--- start of QUOTED TEXT ---
Perryville is a passenger rail station in Perryville, Maryland, served by MARC's Penn Line. The station is located on the southern part of the Northeast Corridor, between the Newark, DE and Aberdeen, MD stations. Although Amtrak does not regularly serve the station, a single Amtrak train—Northeast Regional  111—stops at Perryville to board MARC ticket holders traveling south. The station is also the northernmost in the MARC system and the terminus for the Penn Line.

History

The Perryville station was originally built by the Philadelphia, Wilmington and Baltimore Railroad in 1905 and adopted by the Pennsylvania Railroad, and is located within a wye for the PW&B's Port Deposit Branch. When Amtrak took over passenger service in 1971, the station was closed but later in the decade became a stop for the Chesapeake between Washington D.C., and Philadelphia, until it was acquired by MARC. The station was remodeled to its original specifications in 1992, and is located near an Amtrak maintenance facility.

The station also contains the Perryville Railroad Museum, open on Sunday afternoons, which includes a model train layout and exhibits about the history of railroads in Perryville.

Station layout
The station has a single side platform north of the tracks.
--- end of QUOTED TEXT ---
--- start of DATASET EXCERPTS ---
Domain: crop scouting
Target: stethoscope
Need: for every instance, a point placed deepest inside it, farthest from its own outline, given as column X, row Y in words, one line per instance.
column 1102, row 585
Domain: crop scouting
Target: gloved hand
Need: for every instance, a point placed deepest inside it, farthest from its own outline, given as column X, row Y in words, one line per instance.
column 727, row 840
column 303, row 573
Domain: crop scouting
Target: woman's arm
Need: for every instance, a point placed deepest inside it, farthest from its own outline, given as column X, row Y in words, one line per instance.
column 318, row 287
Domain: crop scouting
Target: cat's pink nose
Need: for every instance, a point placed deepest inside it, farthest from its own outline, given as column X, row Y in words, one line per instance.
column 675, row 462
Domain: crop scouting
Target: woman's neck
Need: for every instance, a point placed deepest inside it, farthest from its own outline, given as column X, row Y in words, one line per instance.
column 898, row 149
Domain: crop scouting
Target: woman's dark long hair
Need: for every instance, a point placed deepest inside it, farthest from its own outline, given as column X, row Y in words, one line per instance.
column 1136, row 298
--- end of DATASET EXCERPTS ---
--- start of DATASET EXCERPTS ---
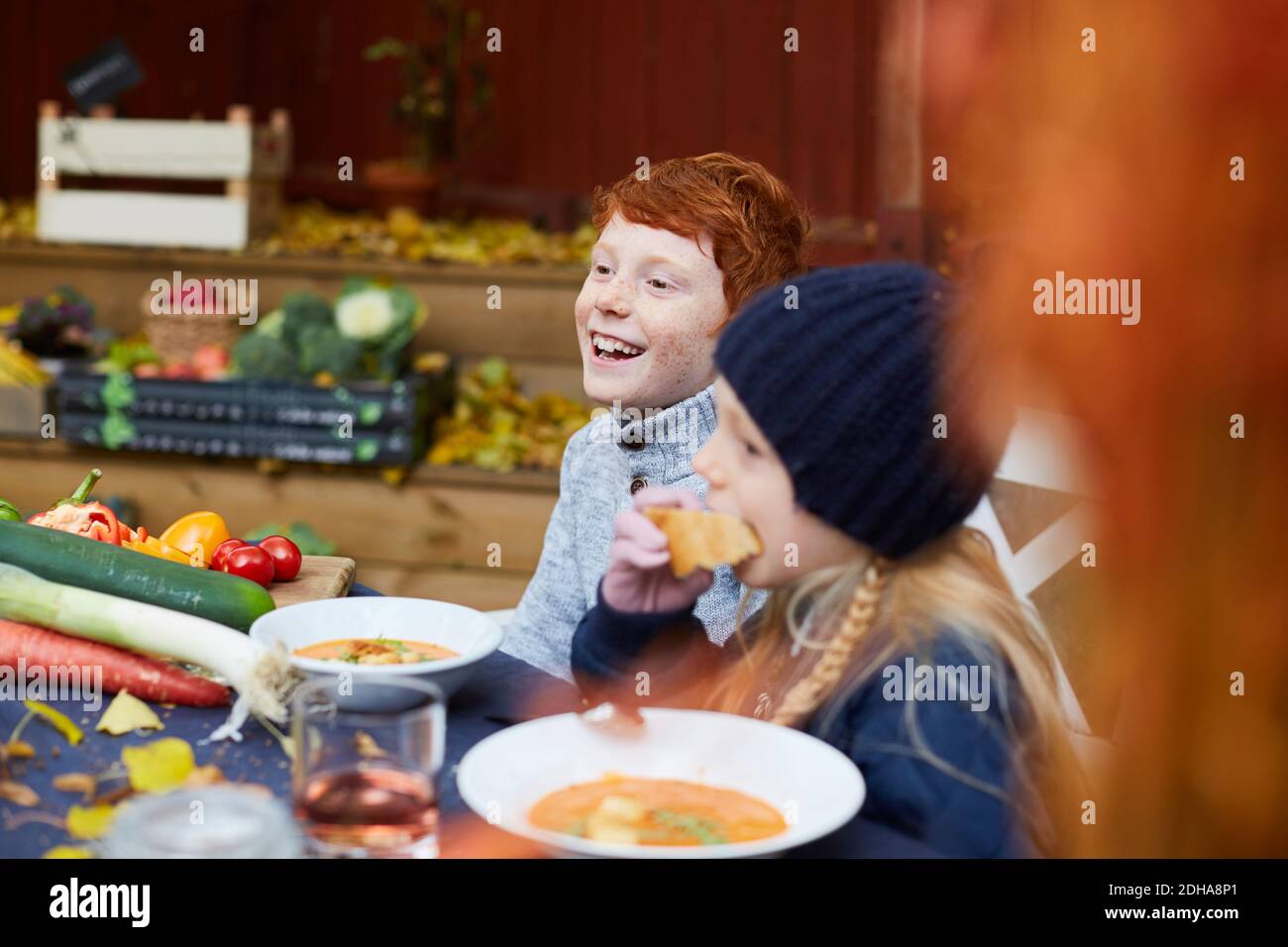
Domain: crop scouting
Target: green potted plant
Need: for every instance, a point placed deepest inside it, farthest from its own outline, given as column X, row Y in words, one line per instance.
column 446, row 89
--- end of DATASET EXCERPTS ---
### DIRECTIVE
According to the Perryville station text, which Amtrak train stops at Perryville to board MARC ticket holders traveling south? Rely only on the Perryville station text.

### WORKED ANSWER
Northeast Regional 111